_INSTRUCTIONS_
a. Please repeat the passage from the jon boat bow stop thread word for word, beginning at the words "it has to qualify" and stopping after the words "lckstckn2smknbrls (Sep 30, 2010)".
b. Sum up the jon boat bow stop thread in two sentences.

[start of EXTRACT]

# Bow Stop for jon boat



## dixie_boysles (Sep 30, 2010)

Does ANYONE know where I can get a bow stop for my trailer that doesnt cost freaking $15 (that includes shipping) I have looked everywhere online and the cheapest I can find for what I'm looking for is $15 freaking dollars! Im looking for one of three kinds. it has to fit a 3" bracket btw.

-A Semi flat bow stop
-a flat jon boat bow stop
-3" Bow stop roller (stoltz)

here is the flat style that I have found. the price is good, but shipping kills the price:

https://www.trailerpartsdepot.com/itemdesc.asp?ic=33Y4-4&eq=&Tp=

here is the roller id really like to have as it is less likely to mar my paint with black crap. ITs still $14 with shipping

https://www.amazon.com/dp/B003D2NYK...e=395261&creativeASIN=B003D2NYKU&linkCode=asn

i cannot find a semi flat one in the 3" but thiought maybe ya'll could. or if you guys have a local marina that you can pick up one of these for me and I will paypal ya th cost + shipping.

I dont really wanna make my own, id rather have one of these please


----------



## russ010 (Sep 30, 2010)

Get that one through Amazon... register for their "Amazon Prime" and get FREE 2 Day shipping... then after you get it, cancel the Prime. I don't think you'll find it cheaper than $11

After you register, order and receive the product - go to your Membership page (https://www.amazon.com/gp/help/customer/display.html/ref=lp_mem_help?ie=UTF8&nodeId=13819211) and click on Cancel Membership


----------



## dixie_boysles (Sep 30, 2010)

it has to qualify for the prime. i am signed up for the trial offer (that's how I got my other rod holder set...lol) i added it to my cart, but i have no option for the Prime shipping. The CHEAPEST i have found including shipping is $13. This sucks because i am an hour or two from all places that carry these where i can get them retail and no shipping! but by the time you pay gas, might as well have shipped it


----------



## lckstckn2smknbrls (Sep 30, 2010)

What part of making your own don't you like?


----------



## dixie_boysles (Sep 30, 2010)

lckstckn2smknbrls said:


> What part of making your own don't you like?



i dk, i just dont want to deal with the hassle. This has been a fun project fabricating stuff, cutting stuff, carpeting stuff, but im just exhausted of doing it. I just want to put a new one on, bolt it in and done. plus I have no extra carpet right now as i used all of mine up. so it will be easier just to buy one of these, plus I like the look of it


----------



## Quackrstackr (Sep 30, 2010)

My flat bottom has a piece of 2x4 covered in 1/8" rubber roofing for a bow stop. :lol: 

You may not want that urethane. My Triton has a urethane bow stop and it doesn't leave black marks, it just buffed the paint right down to bare aluminum.

They used to carry some of those at our local Wal Mart. I know I've seen them at the area boat dealers.


----------



## Hanr3 (Oct 1, 2010)

yea, most jon boats around here use a 2x4 covered in carpet.


----------

[end of EXTRACT]
[start of RECORD EXCERPTS]

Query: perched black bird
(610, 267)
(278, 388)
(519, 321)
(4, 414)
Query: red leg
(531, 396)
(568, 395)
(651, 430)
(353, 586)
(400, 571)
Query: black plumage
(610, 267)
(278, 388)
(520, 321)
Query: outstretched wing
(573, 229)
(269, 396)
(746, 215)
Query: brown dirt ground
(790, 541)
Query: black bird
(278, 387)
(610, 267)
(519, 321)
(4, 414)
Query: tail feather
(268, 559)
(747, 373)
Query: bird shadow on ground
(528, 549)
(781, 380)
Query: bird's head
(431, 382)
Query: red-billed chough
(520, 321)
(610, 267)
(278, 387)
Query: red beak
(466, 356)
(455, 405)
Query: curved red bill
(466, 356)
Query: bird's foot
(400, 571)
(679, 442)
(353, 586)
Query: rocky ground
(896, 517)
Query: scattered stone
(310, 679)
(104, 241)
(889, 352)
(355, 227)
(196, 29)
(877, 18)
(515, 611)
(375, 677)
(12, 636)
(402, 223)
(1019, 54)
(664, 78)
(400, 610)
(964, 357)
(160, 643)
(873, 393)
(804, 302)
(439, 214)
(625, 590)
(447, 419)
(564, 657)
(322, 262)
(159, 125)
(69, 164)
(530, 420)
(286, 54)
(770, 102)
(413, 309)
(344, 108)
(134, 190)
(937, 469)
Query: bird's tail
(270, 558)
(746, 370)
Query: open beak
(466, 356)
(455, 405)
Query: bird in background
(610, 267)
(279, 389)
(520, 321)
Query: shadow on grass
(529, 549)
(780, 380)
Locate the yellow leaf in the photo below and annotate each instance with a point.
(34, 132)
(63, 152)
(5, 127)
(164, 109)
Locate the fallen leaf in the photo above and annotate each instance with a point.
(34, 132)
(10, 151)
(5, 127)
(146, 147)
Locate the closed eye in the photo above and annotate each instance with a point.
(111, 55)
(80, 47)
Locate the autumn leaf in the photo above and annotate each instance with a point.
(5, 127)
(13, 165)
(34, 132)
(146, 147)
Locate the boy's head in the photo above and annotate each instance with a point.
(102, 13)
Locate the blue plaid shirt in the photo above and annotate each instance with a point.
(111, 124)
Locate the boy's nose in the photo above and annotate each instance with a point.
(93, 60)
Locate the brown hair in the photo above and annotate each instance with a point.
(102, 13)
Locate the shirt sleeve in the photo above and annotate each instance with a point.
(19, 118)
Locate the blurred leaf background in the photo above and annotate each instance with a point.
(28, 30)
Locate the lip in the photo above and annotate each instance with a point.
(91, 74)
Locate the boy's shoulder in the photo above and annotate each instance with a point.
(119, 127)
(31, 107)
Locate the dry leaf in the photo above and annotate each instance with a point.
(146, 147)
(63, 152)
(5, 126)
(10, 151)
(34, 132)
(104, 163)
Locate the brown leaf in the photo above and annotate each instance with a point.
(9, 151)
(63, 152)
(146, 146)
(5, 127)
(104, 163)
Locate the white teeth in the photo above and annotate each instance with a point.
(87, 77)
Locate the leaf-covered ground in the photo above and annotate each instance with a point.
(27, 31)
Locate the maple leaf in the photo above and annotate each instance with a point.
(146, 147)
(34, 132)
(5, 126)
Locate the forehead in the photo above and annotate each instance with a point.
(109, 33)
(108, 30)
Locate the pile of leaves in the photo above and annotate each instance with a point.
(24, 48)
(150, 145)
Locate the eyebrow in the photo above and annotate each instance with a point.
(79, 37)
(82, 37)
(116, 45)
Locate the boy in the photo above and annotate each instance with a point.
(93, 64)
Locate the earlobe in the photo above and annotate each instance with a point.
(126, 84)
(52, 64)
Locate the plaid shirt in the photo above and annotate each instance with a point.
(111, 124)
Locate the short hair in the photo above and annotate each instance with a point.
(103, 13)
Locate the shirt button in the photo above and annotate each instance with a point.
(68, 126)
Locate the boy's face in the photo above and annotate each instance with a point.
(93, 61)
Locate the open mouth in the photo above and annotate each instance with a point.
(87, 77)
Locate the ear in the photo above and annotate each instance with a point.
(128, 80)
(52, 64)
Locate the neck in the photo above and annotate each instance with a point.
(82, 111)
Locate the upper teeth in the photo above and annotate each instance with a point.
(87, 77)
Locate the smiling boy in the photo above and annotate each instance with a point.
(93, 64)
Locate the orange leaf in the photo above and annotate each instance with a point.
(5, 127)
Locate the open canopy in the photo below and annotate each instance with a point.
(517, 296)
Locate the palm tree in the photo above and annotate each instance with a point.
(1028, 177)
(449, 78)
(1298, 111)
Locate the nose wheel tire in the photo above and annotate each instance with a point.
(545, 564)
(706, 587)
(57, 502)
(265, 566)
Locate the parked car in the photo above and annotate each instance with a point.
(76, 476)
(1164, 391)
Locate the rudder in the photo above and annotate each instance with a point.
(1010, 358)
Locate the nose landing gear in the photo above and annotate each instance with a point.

[end of RECORD EXCERPTS]

_RESPONSES TO THE EXERCISE_
a.
it has to qualify for the prime. i am signed up for the trial offer (that's how I got my other rod holder set...lol) i added it to my cart, but i have no option for the Prime shipping. The CHEAPEST i have found including shipping is $13. This sucks because i am an hour or two from all places that carry these where i can get them retail and no shipping! but by the time you pay gas, might as well have shipped it


----------



## lckstckn2smknbrls (Sep 30, 2010)

b. A jon boat owner wants a bow stop that fits a 3" bracket for less than the roughly $15 with shipping found online, and would rather buy one than make one because the fabrication work has become exhausting and no spare carpet is left. Replies suggest Amazon Prime's free shipping, which the item turns out not to qualify for, warn that a urethane bow stop can buff paint down to bare aluminum, and mention a 2x4 covered in rubber roofing or carpet as what some jon boats use instead.